# [Work task 1]
According to the article on Israel's call for Guterres to resign, on what day did the conflict between Hamas and Israel start?
# [Work task 2]
Copy the part of the article on Israel's call for Guterres to resign that starts with "Israel called for" and goes on through "started on Saturday.".

# [Text]
Israel called for the resignation of UN Secretary-General Antonio Guterres on Tuesday as he angered Israeli Ambassador Gilad Erdan, who believed that Guterres was “Tolerating and Justifying” terrorism. This has come following the address that the UN Secretary-General made the same day, calling for an immediate cease-fire in Israel, Palestine and Gaza following the militant conflict between Hamas and Israel that started on Saturday.

The Secretary-General seemed to hedge around the subject of blame while condemning terrorism but not accusing Israel nor Palestine of being wrong in their ‘defence’. In response to the Secretary-General’s public address, the Israeli Ambassador responded by saying, “The Secretary-General is blaming the victim. You are blaming Israel. This is a pure blood libel, and I think that the secretary-general must resign… unless he apologizes immediately today. This response plainly demonstrates that emotions are running high both in Israel and Palestine alike, as The Israeli Ambassador has resorted to using such graphic language to display his personal upset for those who are unaware Blood Libel is the accusation that Jewish people used the blood of Christians in spiritual rituals, namely in Passover bread. This accusation is essentially another accusatory phrase synonym with anti-semitism, despite this. However, in the Secretary General’s speech, he explicitly said, “I have condemned equivocally the 7th of October attacks by Hamas in Israel.” leaving people to ask why the Israeli Ambassador believes that Israel is being blamed.

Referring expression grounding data
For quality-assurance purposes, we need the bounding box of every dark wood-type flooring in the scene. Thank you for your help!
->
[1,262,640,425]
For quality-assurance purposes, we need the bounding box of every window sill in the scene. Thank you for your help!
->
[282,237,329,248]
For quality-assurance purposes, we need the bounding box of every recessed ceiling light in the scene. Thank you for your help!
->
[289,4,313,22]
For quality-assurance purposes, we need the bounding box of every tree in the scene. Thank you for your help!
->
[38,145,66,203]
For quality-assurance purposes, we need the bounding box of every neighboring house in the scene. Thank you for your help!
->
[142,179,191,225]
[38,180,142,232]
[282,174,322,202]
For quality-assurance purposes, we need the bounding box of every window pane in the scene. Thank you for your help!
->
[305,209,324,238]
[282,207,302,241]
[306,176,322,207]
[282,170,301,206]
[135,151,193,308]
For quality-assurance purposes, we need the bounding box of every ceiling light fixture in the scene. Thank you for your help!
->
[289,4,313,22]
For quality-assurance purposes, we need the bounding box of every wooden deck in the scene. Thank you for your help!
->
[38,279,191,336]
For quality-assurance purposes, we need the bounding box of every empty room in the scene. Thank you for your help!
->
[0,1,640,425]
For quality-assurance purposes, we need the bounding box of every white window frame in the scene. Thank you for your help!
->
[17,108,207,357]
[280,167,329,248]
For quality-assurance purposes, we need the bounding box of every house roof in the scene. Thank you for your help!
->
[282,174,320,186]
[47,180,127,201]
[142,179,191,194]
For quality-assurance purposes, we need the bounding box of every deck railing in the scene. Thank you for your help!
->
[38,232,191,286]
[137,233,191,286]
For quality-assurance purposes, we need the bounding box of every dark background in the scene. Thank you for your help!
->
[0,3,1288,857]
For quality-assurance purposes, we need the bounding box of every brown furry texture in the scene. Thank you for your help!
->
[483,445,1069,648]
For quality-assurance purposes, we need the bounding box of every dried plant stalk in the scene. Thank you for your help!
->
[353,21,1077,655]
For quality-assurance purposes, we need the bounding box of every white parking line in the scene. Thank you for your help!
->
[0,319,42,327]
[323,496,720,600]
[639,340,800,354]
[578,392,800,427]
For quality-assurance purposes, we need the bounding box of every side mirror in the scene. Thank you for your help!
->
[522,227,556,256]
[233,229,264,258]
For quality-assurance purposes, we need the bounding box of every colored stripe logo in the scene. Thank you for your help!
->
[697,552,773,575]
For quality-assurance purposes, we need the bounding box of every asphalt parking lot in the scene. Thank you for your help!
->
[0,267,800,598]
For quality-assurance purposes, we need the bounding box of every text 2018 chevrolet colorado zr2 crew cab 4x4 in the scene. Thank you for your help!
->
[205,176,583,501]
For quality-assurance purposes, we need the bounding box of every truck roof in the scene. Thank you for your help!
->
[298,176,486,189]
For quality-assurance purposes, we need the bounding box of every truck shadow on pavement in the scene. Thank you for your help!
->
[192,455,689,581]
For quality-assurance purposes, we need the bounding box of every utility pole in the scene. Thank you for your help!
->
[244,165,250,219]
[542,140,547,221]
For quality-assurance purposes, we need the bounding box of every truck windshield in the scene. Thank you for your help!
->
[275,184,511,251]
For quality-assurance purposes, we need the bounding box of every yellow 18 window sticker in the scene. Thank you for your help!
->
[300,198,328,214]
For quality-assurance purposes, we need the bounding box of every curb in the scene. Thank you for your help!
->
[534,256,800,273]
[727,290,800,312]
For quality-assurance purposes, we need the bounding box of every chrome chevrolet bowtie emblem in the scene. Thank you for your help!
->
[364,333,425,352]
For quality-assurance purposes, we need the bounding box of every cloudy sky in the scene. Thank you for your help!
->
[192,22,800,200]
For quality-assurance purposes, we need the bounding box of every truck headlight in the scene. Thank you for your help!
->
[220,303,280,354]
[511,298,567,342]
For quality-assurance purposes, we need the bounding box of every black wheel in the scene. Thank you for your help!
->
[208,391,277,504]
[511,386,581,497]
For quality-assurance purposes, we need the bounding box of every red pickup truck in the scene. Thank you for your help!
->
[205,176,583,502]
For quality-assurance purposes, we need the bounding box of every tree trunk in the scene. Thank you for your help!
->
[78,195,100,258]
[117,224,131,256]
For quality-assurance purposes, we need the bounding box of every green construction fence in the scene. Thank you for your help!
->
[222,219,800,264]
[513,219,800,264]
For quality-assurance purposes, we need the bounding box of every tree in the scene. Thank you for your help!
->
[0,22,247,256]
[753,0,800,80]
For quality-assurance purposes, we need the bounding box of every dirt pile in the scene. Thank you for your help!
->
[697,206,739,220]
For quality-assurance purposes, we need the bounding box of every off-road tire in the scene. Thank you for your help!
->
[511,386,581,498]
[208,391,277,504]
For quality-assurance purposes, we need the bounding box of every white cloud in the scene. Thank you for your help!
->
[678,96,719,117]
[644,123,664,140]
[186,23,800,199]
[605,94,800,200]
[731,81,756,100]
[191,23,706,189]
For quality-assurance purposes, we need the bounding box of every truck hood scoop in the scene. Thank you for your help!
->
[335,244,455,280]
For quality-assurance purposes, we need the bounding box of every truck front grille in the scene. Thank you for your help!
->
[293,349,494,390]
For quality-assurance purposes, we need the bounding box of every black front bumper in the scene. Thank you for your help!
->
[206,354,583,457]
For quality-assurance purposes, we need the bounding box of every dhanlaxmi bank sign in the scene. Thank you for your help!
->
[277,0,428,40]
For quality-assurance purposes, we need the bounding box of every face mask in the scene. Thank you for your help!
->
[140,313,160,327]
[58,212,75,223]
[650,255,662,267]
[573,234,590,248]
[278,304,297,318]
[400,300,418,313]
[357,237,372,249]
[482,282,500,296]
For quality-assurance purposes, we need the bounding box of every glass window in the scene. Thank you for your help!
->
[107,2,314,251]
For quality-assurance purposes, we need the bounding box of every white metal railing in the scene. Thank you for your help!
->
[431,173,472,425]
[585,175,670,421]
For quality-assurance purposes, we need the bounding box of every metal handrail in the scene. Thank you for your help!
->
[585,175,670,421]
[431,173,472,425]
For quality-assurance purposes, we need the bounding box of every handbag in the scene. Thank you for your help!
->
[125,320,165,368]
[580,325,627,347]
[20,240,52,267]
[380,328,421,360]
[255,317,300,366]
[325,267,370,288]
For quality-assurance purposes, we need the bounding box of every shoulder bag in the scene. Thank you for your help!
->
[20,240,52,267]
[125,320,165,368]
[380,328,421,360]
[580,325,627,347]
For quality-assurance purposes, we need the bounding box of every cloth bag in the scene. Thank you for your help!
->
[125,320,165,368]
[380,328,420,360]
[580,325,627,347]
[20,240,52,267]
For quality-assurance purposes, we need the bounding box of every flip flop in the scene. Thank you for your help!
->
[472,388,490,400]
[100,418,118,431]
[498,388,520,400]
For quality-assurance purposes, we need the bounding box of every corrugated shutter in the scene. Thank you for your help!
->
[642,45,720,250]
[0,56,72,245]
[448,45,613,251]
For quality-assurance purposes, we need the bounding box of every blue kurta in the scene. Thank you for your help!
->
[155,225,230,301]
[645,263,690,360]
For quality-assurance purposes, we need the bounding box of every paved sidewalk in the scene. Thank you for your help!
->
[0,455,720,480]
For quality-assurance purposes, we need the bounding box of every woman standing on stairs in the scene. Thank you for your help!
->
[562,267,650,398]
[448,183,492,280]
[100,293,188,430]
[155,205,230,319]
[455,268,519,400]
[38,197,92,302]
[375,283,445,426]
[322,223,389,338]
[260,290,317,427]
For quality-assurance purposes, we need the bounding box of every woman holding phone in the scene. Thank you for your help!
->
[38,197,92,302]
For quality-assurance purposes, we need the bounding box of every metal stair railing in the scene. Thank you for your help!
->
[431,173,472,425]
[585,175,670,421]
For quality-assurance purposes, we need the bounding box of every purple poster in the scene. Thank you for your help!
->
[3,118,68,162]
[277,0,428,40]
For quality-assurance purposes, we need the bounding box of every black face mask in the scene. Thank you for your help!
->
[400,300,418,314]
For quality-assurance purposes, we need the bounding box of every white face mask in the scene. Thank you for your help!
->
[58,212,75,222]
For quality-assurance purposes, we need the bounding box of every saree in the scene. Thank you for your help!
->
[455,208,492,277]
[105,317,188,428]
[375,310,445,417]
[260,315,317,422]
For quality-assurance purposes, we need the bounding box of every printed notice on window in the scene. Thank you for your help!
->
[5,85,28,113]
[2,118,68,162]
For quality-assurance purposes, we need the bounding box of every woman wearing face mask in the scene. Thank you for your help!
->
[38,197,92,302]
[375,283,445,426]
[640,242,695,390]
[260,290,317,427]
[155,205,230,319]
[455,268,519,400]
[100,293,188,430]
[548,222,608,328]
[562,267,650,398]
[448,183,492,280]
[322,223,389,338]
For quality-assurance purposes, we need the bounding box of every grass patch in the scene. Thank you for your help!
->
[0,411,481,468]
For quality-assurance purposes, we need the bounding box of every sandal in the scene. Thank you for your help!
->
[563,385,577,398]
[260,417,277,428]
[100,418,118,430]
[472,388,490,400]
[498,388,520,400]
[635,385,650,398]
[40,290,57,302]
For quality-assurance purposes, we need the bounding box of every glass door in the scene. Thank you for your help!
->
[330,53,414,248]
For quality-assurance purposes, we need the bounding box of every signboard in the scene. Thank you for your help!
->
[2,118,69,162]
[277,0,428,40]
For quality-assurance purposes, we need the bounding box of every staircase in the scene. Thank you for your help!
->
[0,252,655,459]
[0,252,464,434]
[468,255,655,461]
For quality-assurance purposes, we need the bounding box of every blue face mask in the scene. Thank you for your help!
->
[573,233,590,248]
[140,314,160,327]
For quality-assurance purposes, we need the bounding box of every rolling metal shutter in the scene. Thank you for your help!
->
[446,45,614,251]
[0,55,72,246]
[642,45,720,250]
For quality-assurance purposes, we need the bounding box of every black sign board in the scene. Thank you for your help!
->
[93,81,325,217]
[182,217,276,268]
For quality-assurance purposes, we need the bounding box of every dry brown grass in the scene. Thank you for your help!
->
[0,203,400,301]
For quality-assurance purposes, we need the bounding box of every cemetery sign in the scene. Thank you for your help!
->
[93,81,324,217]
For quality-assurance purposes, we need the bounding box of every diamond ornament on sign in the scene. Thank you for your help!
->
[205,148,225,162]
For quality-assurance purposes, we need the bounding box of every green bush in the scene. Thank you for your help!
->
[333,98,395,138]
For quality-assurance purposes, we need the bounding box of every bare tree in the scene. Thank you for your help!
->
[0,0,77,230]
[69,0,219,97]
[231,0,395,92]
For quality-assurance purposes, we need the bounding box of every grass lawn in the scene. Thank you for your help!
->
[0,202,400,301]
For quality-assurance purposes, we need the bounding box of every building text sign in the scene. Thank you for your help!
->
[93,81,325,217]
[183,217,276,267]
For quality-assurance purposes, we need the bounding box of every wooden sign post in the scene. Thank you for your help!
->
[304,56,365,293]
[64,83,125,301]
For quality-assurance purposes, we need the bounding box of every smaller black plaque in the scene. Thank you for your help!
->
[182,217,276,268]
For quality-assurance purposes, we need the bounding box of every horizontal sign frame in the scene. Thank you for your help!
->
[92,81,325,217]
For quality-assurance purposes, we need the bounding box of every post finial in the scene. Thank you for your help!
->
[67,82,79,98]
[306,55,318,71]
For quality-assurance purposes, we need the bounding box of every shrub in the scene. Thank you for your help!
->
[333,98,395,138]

# [Reply 1]
Saturday

# [Reply 2]
Israel called for the resignation of UN Secretary-General Antonio Guterres on Tuesday as he angered Israeli Ambassador Gilad Erdan, who believed that Guterres was “Tolerating and Justifying” terrorism. This has come following the address that the UN Secretary-General made the same day, calling for an immediate cease-fire in Israel, Palestine and Gaza following the militant conflict between Hamas and Israel that started on Saturday.